[Stored records]
□ □ □ □
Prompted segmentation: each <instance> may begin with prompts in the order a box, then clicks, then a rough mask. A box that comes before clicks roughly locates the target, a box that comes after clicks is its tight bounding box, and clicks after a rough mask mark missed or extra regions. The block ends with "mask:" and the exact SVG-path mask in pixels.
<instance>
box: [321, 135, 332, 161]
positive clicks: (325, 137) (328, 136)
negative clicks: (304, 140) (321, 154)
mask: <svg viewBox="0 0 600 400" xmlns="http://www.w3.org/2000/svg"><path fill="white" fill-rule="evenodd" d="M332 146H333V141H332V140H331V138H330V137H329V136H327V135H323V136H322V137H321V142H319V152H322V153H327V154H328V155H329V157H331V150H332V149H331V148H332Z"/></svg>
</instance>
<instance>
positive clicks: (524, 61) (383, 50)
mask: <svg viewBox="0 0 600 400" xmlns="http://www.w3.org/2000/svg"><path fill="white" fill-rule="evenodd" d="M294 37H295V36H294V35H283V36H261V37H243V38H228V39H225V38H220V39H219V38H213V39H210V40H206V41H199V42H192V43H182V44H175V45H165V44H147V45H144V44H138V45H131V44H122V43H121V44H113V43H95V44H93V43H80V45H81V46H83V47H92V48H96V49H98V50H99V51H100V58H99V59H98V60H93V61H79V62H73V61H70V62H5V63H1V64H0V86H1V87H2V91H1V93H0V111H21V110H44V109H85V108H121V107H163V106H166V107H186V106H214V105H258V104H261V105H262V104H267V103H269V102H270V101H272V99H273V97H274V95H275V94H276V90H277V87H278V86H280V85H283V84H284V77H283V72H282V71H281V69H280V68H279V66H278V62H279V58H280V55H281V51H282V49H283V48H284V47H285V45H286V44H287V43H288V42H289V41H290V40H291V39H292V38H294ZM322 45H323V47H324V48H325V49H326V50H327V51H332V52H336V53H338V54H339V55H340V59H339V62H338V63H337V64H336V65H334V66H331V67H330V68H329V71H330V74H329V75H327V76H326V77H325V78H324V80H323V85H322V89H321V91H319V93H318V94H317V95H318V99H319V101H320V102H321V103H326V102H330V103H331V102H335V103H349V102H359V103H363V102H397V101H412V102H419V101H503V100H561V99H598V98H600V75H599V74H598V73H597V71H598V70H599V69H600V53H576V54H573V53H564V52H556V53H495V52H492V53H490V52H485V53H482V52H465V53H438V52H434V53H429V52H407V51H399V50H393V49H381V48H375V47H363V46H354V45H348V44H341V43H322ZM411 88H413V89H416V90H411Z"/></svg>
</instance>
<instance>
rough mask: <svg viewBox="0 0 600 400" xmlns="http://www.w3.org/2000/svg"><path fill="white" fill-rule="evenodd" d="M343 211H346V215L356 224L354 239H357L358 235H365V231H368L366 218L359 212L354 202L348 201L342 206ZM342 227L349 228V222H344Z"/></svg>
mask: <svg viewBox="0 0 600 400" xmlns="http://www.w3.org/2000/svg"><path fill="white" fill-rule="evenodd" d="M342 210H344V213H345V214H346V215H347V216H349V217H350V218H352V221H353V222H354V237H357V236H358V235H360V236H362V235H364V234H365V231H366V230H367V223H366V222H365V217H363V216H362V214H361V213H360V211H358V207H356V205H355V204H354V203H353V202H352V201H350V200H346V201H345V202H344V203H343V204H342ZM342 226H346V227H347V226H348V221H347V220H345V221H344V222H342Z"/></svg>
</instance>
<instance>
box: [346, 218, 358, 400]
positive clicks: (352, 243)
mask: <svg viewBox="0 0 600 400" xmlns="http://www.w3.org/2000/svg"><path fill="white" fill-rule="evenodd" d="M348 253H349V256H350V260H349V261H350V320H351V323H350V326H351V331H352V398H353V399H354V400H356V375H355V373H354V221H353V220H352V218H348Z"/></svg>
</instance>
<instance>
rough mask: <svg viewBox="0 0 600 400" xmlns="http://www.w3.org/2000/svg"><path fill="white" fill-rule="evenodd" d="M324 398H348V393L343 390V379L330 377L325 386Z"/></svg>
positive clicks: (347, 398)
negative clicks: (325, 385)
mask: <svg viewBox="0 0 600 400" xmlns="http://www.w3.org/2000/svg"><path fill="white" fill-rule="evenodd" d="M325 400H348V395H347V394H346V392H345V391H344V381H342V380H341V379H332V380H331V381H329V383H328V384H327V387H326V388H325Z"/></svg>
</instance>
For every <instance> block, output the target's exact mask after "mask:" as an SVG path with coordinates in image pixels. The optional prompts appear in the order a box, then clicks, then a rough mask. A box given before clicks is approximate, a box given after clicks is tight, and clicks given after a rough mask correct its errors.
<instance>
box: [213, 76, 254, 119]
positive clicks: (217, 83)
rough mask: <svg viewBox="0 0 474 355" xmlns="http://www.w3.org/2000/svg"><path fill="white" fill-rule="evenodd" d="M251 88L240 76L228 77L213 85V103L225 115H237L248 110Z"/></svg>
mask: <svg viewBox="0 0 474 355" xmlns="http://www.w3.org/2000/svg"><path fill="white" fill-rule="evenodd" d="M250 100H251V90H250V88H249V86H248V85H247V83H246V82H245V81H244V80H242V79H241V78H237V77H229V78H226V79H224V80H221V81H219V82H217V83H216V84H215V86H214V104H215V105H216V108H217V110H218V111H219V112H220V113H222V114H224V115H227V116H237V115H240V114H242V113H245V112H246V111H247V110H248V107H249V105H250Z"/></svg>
□ □ □ □
### Task prompt:
Exact copies of the lines from the start of the data up to the line holding "positive clicks: (325, 137) (328, 136)", both included, are all that is needed.

### Answer for the task:
Prompted segmentation: each <instance> may begin with prompts in the order a box, then clicks, then a rough mask. A box that comes before clicks roughly locates the target, a box that comes after clicks is its tight bounding box, and clicks after a rough mask mark missed or extra regions. The block ends with "mask:" and the exact SVG-path mask in pixels.
<instance>
box: [321, 135, 332, 161]
positive clicks: (325, 137) (328, 136)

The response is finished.